(Study material)
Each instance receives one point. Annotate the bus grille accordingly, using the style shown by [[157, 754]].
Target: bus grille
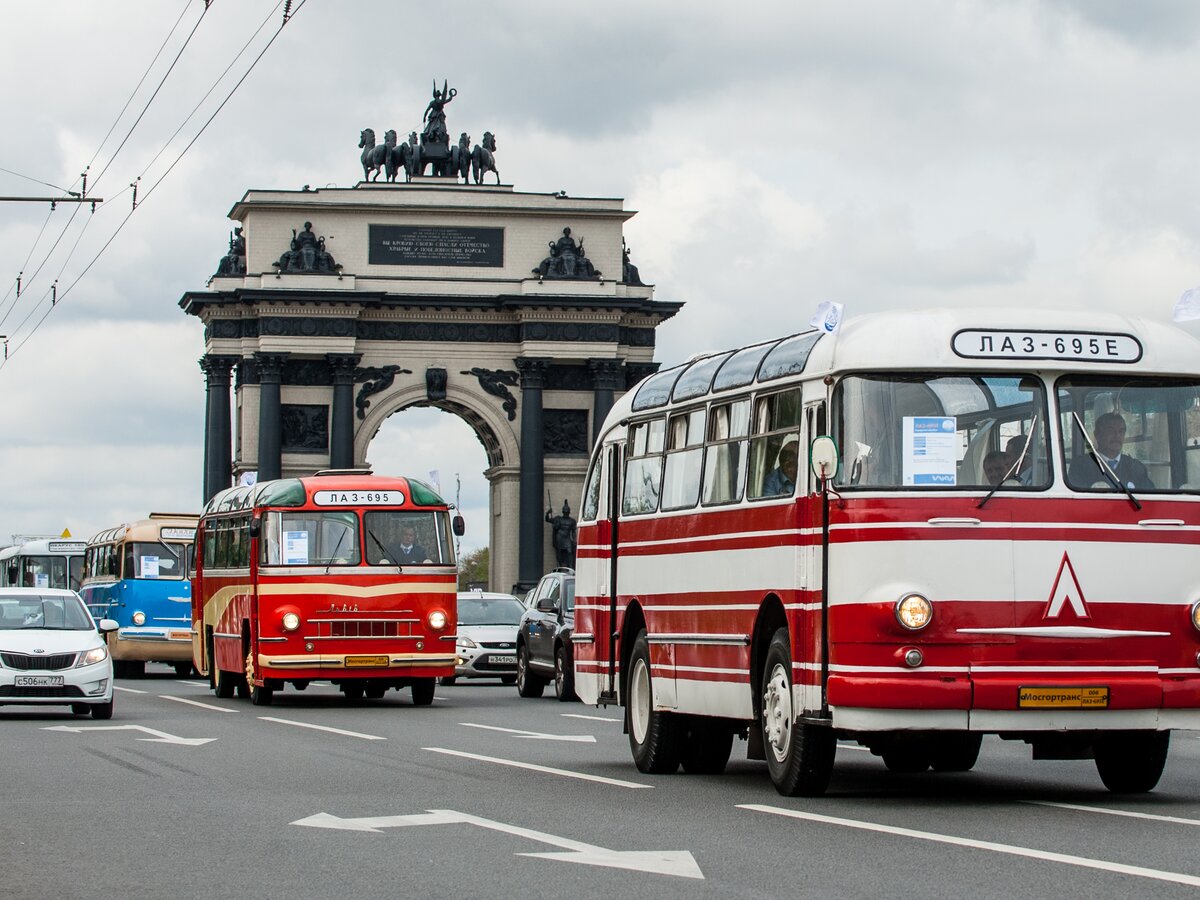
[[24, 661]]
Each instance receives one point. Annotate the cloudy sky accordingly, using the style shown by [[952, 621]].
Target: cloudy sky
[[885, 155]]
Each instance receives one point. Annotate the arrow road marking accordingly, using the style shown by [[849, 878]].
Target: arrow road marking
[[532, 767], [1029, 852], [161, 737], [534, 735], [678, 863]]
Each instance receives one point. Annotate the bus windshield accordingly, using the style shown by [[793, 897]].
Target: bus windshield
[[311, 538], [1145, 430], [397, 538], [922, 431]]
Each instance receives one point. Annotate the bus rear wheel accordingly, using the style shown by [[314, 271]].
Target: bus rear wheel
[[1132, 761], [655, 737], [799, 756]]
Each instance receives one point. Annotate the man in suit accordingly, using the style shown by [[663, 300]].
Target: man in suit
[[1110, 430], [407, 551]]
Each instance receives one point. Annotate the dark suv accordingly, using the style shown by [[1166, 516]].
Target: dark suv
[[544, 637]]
(End Study material)
(Study material)
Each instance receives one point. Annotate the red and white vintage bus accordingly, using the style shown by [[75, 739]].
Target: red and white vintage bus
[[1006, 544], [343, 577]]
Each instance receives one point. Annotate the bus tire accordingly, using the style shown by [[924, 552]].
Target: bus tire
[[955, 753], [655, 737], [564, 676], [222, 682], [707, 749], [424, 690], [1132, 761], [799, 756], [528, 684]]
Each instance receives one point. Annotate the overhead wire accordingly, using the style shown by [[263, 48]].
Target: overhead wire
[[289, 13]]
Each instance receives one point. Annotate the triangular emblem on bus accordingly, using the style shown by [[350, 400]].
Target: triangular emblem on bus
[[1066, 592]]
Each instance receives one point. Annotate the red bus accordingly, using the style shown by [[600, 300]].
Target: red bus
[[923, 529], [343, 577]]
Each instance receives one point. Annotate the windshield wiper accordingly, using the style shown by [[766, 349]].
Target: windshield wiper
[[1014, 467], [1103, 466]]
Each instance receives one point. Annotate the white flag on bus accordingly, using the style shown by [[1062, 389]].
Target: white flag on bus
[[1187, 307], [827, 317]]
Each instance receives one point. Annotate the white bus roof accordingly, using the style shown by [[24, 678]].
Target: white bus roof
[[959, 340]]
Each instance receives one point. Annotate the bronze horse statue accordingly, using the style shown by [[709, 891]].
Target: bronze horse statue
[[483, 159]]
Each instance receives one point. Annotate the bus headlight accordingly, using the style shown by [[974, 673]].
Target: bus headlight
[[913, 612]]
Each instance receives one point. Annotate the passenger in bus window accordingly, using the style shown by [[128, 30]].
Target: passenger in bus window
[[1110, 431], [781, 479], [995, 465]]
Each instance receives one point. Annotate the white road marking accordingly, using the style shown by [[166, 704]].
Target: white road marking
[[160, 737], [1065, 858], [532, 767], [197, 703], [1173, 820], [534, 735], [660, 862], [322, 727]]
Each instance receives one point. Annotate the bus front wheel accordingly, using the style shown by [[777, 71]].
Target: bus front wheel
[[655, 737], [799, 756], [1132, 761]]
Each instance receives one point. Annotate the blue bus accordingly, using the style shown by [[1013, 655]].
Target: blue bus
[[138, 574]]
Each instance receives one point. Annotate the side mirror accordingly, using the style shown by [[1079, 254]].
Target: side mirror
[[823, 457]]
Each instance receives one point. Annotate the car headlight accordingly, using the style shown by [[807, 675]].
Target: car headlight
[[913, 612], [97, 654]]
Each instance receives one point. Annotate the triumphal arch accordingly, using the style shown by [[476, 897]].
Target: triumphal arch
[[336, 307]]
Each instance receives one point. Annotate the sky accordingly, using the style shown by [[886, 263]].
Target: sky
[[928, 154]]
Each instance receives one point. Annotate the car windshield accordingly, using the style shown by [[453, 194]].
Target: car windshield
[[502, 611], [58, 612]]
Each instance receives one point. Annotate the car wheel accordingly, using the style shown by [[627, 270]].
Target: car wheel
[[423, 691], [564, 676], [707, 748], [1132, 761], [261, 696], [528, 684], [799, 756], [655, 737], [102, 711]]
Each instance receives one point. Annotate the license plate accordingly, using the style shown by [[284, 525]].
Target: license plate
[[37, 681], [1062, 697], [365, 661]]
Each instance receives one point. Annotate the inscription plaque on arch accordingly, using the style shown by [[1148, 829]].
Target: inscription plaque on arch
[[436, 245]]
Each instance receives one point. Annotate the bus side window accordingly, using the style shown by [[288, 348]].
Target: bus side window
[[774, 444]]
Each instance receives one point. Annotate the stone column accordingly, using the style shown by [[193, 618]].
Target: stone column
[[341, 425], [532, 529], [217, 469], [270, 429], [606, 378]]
(End Study material)
(Study material)
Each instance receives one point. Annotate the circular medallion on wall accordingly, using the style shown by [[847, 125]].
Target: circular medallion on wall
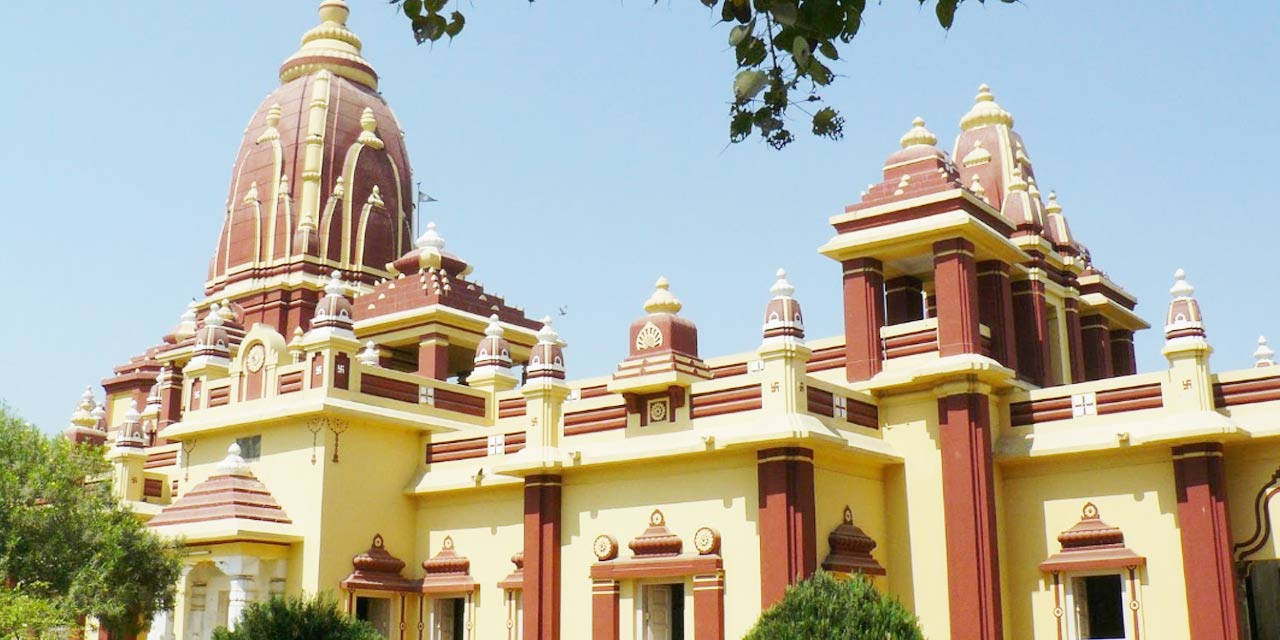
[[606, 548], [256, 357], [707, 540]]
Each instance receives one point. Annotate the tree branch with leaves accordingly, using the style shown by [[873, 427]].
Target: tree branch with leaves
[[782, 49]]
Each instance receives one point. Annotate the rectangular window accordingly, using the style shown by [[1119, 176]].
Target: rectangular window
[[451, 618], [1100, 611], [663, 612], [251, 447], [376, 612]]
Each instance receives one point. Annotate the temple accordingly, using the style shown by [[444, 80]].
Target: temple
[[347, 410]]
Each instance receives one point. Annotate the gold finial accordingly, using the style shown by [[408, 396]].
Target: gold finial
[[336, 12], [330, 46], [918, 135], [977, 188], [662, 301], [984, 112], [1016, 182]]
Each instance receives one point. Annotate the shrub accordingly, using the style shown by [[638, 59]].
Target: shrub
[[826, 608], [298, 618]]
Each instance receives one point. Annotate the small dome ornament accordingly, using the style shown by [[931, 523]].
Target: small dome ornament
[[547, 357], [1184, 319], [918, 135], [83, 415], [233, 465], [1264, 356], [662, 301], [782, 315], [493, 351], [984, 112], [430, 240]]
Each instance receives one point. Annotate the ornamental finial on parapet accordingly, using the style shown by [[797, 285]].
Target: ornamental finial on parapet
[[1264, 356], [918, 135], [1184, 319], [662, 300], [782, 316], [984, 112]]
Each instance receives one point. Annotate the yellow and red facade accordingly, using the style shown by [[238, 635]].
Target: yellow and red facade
(End Study material)
### Assignment
What are the lines in the records above, word for word, from the one containing "Each instance receives one point. Annotate the bus grille" through the one containing "Each instance receives one point. Annotate the bus windshield", both ends included and pictures left out?

### Exercise solution
Each instance receives one point. Annotate the bus grille accordingly, using the style shown by [[157, 754]].
Target: bus grille
[[24, 661]]
Each instance receives one point. Annotate the cloudy sky accordingly, using the style shown by [[952, 621]].
Target: cloudy sky
[[885, 155]]
Each instance receives one point. Annotate the arrow road marking accordingly, using the style shown by [[849, 878]].
Target: arrow road marking
[[532, 767], [1029, 852], [161, 737], [534, 735], [678, 863]]
Each instance receives one point. Annotate the bus windshield accordingly, using the style shown by [[793, 897]].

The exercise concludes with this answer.